START Information supplied

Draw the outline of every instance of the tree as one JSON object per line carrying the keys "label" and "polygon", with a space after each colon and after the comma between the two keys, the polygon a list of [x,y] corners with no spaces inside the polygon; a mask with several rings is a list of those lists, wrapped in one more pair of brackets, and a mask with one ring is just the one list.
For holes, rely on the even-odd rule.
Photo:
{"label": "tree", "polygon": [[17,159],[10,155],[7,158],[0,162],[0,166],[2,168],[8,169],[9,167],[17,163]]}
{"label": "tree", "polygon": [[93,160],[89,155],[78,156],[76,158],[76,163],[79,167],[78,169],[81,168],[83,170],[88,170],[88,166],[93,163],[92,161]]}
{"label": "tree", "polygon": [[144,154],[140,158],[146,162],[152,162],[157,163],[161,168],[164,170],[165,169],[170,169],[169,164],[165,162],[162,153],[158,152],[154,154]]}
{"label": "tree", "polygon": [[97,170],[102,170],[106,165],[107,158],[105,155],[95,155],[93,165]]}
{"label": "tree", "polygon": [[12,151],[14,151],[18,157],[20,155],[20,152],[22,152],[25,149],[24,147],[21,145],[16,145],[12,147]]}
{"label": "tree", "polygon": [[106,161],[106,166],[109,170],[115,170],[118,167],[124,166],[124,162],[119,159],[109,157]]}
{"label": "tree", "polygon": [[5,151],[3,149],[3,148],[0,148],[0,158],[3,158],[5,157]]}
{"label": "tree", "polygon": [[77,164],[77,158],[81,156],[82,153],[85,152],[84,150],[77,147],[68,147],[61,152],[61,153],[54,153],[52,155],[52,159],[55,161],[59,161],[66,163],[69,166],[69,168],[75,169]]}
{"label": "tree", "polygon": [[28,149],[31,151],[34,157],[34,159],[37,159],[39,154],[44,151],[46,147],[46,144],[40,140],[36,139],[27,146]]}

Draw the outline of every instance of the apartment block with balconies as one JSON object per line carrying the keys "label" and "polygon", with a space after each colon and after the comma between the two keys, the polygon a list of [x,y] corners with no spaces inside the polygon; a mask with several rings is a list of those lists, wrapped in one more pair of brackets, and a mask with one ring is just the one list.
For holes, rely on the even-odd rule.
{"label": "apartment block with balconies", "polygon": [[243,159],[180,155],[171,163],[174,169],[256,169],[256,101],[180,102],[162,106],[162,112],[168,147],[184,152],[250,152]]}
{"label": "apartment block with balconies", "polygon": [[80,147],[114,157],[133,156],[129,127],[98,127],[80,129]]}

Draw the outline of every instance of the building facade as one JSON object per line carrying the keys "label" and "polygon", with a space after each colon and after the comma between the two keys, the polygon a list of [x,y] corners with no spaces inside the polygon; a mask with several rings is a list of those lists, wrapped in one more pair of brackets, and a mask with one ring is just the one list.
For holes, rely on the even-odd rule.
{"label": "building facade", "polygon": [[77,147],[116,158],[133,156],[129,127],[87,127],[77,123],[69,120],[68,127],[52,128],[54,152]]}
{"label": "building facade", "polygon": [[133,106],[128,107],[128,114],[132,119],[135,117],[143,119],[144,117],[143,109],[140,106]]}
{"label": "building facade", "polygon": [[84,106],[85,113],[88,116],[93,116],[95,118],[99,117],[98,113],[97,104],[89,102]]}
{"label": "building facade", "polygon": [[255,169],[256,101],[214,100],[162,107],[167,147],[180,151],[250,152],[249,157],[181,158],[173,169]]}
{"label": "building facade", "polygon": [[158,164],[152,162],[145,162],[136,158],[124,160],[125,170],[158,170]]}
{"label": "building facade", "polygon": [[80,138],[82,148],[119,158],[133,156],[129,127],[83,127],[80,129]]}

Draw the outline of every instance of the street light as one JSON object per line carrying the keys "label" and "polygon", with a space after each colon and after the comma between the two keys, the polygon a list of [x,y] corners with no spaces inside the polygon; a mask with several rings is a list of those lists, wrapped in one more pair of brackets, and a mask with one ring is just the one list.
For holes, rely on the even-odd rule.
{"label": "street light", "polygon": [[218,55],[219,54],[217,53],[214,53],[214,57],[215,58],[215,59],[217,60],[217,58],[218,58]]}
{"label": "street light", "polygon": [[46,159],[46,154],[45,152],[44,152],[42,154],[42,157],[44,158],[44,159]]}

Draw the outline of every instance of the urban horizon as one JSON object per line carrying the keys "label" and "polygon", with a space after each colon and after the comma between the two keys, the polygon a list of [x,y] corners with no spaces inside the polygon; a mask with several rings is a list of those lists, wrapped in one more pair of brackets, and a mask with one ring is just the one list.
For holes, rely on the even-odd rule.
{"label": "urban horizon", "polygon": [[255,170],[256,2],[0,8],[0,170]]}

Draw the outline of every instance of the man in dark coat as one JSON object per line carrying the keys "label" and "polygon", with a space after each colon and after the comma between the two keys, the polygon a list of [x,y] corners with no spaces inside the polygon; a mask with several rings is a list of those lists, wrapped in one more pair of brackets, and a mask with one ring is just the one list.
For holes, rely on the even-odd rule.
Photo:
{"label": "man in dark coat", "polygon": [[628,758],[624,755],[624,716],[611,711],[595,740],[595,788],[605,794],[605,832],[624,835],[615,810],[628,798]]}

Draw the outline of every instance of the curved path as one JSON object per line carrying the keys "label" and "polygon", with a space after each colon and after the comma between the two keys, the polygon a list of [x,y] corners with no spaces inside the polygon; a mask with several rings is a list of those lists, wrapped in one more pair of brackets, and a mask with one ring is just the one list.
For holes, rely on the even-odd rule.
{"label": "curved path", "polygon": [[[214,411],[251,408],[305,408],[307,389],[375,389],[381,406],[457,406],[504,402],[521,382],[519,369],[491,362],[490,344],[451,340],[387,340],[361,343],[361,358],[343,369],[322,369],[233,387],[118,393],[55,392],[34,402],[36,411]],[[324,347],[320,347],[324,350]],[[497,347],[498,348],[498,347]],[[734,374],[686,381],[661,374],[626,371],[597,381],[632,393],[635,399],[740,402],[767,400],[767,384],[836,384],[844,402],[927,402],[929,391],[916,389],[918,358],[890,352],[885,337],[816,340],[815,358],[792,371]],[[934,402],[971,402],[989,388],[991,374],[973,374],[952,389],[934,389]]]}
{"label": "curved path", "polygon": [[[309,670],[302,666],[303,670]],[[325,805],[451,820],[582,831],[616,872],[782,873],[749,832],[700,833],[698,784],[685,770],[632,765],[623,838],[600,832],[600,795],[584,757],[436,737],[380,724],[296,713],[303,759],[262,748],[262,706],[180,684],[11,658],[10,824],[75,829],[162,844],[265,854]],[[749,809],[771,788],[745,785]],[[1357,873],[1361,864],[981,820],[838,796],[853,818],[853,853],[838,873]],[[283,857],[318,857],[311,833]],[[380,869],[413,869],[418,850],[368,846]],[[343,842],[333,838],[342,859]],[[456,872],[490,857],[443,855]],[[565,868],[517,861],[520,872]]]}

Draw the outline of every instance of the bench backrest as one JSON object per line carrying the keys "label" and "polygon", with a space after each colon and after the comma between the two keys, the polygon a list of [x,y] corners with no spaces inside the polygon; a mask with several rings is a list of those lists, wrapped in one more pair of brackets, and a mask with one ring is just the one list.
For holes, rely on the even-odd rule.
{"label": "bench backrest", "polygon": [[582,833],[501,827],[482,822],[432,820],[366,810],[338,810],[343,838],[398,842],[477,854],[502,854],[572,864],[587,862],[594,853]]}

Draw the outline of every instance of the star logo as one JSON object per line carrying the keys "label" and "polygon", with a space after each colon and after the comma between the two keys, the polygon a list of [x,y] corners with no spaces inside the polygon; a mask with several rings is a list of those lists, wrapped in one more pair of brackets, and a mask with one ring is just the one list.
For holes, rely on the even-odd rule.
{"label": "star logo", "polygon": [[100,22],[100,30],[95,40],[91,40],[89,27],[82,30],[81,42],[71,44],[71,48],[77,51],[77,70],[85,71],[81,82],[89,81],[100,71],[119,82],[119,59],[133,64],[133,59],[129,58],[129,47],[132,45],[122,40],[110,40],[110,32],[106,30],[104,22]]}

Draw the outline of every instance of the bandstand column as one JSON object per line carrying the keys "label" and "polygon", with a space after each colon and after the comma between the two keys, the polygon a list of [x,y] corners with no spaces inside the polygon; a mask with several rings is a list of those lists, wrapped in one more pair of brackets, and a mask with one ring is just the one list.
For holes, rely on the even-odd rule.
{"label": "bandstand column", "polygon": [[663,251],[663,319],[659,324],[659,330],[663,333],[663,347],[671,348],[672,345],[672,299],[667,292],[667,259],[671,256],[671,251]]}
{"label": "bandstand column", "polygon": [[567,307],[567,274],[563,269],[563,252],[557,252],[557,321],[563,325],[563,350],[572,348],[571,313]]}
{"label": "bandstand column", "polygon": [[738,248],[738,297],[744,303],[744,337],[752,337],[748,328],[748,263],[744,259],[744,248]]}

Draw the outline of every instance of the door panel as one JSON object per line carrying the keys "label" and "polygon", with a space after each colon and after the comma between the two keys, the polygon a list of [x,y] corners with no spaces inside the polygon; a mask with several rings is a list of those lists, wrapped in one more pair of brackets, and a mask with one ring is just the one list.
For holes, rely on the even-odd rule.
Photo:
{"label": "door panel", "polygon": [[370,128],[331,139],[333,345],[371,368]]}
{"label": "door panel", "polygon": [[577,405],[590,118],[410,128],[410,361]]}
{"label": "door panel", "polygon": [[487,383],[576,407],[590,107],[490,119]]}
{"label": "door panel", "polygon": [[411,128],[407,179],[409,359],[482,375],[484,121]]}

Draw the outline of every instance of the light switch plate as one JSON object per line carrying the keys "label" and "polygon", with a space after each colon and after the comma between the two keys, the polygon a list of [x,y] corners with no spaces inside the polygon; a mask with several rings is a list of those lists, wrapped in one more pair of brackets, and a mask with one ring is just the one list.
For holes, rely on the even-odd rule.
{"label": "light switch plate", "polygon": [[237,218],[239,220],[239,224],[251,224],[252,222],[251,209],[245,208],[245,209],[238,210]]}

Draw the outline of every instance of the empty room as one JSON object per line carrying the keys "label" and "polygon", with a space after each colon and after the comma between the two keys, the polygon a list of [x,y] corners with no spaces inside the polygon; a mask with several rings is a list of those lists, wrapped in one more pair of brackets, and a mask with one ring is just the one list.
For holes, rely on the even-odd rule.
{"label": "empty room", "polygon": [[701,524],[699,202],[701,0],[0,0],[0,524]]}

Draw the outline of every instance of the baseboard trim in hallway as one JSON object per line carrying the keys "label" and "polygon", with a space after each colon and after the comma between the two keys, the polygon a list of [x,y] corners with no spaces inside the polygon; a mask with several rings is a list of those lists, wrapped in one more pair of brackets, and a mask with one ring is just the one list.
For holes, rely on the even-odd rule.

END Information supplied

■ Problem to work on: How many lines of the outline records above contain the string "block"? Give only the number.

■ Task answer: 3